● **WHAT YOU HAVE TO DO**
Without changing anything, transcribe all of the entries.

● **Natural language region descriptions**
● ● ● ● ● ● ●

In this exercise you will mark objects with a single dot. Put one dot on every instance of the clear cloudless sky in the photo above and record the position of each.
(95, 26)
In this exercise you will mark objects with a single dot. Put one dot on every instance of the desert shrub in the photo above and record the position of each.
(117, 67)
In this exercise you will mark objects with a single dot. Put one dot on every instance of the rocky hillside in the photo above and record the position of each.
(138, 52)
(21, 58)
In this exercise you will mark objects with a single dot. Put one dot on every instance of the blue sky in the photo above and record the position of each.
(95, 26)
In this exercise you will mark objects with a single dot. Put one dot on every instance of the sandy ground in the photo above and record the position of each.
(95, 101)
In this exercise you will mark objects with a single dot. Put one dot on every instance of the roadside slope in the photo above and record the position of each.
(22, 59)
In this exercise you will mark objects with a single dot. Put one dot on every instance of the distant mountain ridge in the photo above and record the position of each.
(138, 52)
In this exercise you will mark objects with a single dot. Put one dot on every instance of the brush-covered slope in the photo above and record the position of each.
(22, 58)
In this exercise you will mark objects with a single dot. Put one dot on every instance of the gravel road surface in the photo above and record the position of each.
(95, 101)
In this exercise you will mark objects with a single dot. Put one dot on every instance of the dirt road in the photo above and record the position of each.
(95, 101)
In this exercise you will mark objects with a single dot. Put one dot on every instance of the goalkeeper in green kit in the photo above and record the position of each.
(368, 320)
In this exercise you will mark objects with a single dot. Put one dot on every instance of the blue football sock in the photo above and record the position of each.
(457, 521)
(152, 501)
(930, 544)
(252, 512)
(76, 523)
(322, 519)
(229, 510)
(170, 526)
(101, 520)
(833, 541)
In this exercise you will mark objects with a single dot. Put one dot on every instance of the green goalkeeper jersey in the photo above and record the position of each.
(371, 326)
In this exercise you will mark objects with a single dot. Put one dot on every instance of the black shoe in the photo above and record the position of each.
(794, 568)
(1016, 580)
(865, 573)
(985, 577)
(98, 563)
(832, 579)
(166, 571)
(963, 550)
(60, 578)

● ● ● ● ● ● ●

● **WORKED SOLUTION**
In this exercise you will mark objects with a single dot. Put one dot on every instance of the clear cloudless sky in the photo above and record the position of each.
(95, 26)
In this exercise you will mark objects with a single dot. Put one dot on every instance of the desert shrub in the photo above and record the position of each.
(117, 67)
In this exercise you will mark objects with a single dot. Put one dot on every instance of the rocky hillside in the photo above and record the position of each.
(138, 52)
(21, 58)
In this exercise you will mark objects with a single dot. Put one dot on every instance of the blue sky in the photo above and record the position of each.
(95, 26)
In this exercise you will mark objects with a single dot. Put one dot on every instance of the sandy ground in the photo above and record the position of each.
(95, 101)
In this exercise you will mark objects with a single dot. Put one dot on every instance of the roadside slope in the photo above and record the position of each.
(22, 59)
In this exercise you will mark objects with a single dot. Put one dot on every instance of the distant mountain ridge in the photo above and record the position of each.
(138, 52)
In this exercise you will mark objects with a single dot. Put one dot on every instance of the brush-covered slope in the photo above and record the position of each.
(22, 58)
In this exercise you will mark objects with a single dot. Put one dot on every instance of the gravel road surface in the photo above and record the position of each.
(95, 101)
In this exercise you will mark objects with a single dot. Put one dot on every instance of the dirt road in the photo above and record the position of each.
(95, 101)
In this exercise you will mark objects with a single dot. Put one dot on every instance of the goalkeeper in green kit in the photo above and record the position of each.
(368, 320)
In this exercise you will mark objects with a single dot. Put one dot on every instance of the blue football sock in the photo above and record the position of each.
(457, 521)
(152, 501)
(930, 544)
(252, 512)
(76, 523)
(322, 519)
(229, 510)
(170, 526)
(101, 520)
(833, 541)
In this exercise you will mark objects with a single dot. Put one dot on every instance of the green goalkeeper jersey in the photo above and record the position of each.
(371, 326)
In this exercise you will mark objects with a single dot. Put one dot on every instance of the black shoe in the photo above and record the position of each.
(794, 568)
(1016, 580)
(865, 573)
(985, 577)
(98, 563)
(832, 579)
(166, 571)
(963, 550)
(60, 578)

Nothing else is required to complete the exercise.